▸ Text block

Chi-Hung Chi Purdue University, chi@ec.ecn.purdue.edu

Henry Dietz Purdue University, hankd@ee.ecn.purdue.edu

Follow this and additional works at: https://docs.lib.purdue.edu/ecetr

Chi, Chi-Hung and Dietz, Henry, "Improving Cache Performance by Selective Cache Bypass" (1988). *Department of Electrical and Computer Engineering Technical Reports*. Paper 617. https://docs.lib.purdue.edu/ecetr/617

This document has been made available through Purdue e-Pubs, a service of the Purdue University Libraries. Please contact epubs@purdue.edu for additional information.



# **Improving Cache Performance by Selective Cache Bypass**

Chi-Hung Chi Henry Dietz

TR-EE 88-36 July 1988

School of Electrical Engineering Purdue University West Lafayette, Indiana 47907

# Improving Cache Performance by

# Selective Cache Bypass

Chi-Hung Chi

Henry Dietz

School of Electrical Engineering Purdue University West Lafayette, IN 47907 chi@ec.ecn.purdue.edu (317) 494 3353 School of Electrical Engineering Purdue University West Lafayette, IN 47907 hankd@ee.ecn.purdue.edu (317) 494 3357

In traditional cache-based computers, all memory references are made through cache. However, a significant number of items which are referenced in a program are referenced so infrequently that other cache traffic is certain to "bump" these items from cache before they are referenced again. In such cases, not only is there no benefit in placing the item in cache, but there is the additional overhead of "bumping" some other item out of cache to make room for this useless cache entry. Where a cache line is larger than a processor word, there is an additional penalty in loading the entire line from memory into cache, whereas the reference could have been satisfied with a single word fetch. Simulations have shown that these effects typically degrade cache-based system performance (average reference time) by 10% to 30%.

This performance loss is due to cache pollution; by simply forcing "polluting" references to directly reference main memory — bypassing the cache — much of this performance can be regained. The technique proposed in this paper involves the use of new hardware, called a **Bypass-Cache**, which, under program control, will determine whether each reference should be through the cache or bypassing the cache and referencing main memory directly. Several inexpensive heuristics for the compiler to determine how to make each reference are given.

**Keywords:** bypass-cache, cache-pollution, cache, compiler-analysis, compileroptimization, execution-time.

Presentation materials needed: overhead projector.

#### 1. Introduction

Advances in supercomputing and semiconductor technologies have made it possible to design and build high performance computer systems with many processors. However, the performance of these systems is often limited by memory reference bandwidth. While the execution of each operation has become very fast, the time to fetch each datum from main memory (or from another processor's local memory) is at least an order of magnitude longer than the processor operation time — also an order of magnitude longer than the reference time from on-chip or local memory. Use of a cache seems a natural way to attack this mismatch.

It is widely accepted that cache memory is a cost effective way to improve system performance by using locality properties to improve apparent average memory access time. Significant reductions in the average data/instruction access time have been achieved using very simple cache placement/replacement policies implemented in hardware [Bel74]. If anything, the success of cache has been too complete; the desirability of caching items is rarely questioned and basic research on cache design generally has been reduced to the level of benchmarking and fine-tuning a few well-known parameters.

Excerpts from a detection dataset:
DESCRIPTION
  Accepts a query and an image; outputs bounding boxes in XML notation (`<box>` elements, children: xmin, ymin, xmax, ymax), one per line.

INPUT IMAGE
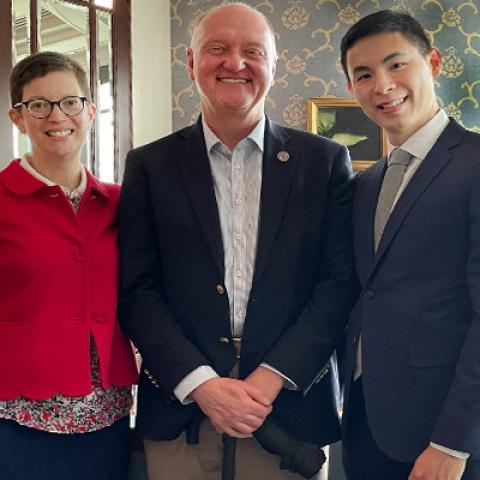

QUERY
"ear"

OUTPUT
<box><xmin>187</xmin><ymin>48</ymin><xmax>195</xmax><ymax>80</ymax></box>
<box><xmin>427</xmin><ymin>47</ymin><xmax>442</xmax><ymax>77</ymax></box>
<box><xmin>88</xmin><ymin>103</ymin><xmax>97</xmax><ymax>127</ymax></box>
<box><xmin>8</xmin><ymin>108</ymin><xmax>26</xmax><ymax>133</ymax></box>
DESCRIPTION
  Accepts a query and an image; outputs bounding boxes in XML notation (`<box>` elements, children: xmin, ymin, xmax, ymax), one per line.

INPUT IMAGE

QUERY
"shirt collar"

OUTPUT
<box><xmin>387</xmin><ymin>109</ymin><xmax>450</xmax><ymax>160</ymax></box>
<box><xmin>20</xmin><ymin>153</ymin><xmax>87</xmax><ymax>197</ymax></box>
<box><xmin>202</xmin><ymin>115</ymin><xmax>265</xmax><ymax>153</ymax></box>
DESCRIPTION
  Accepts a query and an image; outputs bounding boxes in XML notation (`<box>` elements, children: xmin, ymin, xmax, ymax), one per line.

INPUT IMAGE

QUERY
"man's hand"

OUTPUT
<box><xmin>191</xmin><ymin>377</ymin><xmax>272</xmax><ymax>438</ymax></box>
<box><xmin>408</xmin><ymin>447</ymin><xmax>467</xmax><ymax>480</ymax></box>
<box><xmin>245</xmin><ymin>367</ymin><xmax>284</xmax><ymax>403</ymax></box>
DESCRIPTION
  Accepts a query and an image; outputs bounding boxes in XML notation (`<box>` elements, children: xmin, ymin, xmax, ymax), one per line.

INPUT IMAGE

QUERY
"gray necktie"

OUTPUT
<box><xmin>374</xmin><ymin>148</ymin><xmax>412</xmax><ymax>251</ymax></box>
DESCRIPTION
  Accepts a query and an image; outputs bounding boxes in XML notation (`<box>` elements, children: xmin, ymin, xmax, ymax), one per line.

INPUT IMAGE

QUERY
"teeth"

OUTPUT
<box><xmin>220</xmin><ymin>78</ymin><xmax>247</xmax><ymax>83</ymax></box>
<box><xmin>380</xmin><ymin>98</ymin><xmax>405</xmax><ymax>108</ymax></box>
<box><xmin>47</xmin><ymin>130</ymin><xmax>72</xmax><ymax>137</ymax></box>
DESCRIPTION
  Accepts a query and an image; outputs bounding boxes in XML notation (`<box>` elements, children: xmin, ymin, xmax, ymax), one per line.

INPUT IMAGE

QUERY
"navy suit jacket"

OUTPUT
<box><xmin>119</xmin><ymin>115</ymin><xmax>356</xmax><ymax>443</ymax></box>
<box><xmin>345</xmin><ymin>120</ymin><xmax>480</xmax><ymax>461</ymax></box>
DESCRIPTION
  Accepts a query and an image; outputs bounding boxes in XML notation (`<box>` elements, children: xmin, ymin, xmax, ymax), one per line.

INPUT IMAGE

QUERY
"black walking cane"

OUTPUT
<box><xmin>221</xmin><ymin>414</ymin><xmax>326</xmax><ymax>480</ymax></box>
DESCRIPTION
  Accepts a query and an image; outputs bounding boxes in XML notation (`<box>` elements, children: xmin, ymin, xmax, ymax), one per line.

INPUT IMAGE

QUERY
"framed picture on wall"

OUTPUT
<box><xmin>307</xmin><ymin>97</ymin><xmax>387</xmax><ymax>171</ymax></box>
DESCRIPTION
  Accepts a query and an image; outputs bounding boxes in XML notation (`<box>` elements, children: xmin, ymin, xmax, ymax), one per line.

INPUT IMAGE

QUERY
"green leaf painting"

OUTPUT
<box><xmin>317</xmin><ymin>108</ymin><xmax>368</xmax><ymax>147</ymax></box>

▸ Job 1
Answer these questions using the cache bypass report.
(a) By how much do simulations show that the effects of caching rarely referenced items degrade cache-based system performance?
(b) What name is given to the new hardware proposed in the paper?
(c) How much longer than the processor operation time is the time to fetch each datum from main memory?
▸ Job 2
According to the cache bypass report, why is there no benefit in placing an infrequently referenced item in cache? Answer in one to three sentences.
▸ Job 3
Copy the passage of the cache bypass report starting at "Presentation materials needed: overhead" and ending at "attack this mismatch.".

▸ Worked answer 1
(a) By 10% to 30% (in average reference time).
(b) A Bypass-Cache.
(c) At least an order of magnitude longer.

▸ Worked answer 2
Such an item is referenced so infrequently that other cache traffic is certain to bump it from cache before it is referenced again. Placing it there also adds the overhead of bumping some other item out to make room for this useless entry.

▸ Worked answer 3
Presentation materials needed: overhead projector.

#### 1. Introduction

Advances in supercomputing and semiconductor technologies have made it possible to design and build high performance computer systems with many processors. However, the performance of these systems is often limited by memory reference bandwidth. While the execution of each operation has become very fast, the time to fetch each datum from main memory (or from another processor's local memory) is at least an order of magnitude longer than the processor operation time — also an order of magnitude longer than the reference time from on-chip or local memory. Use of a cache seems a natural way to attack this mismatch.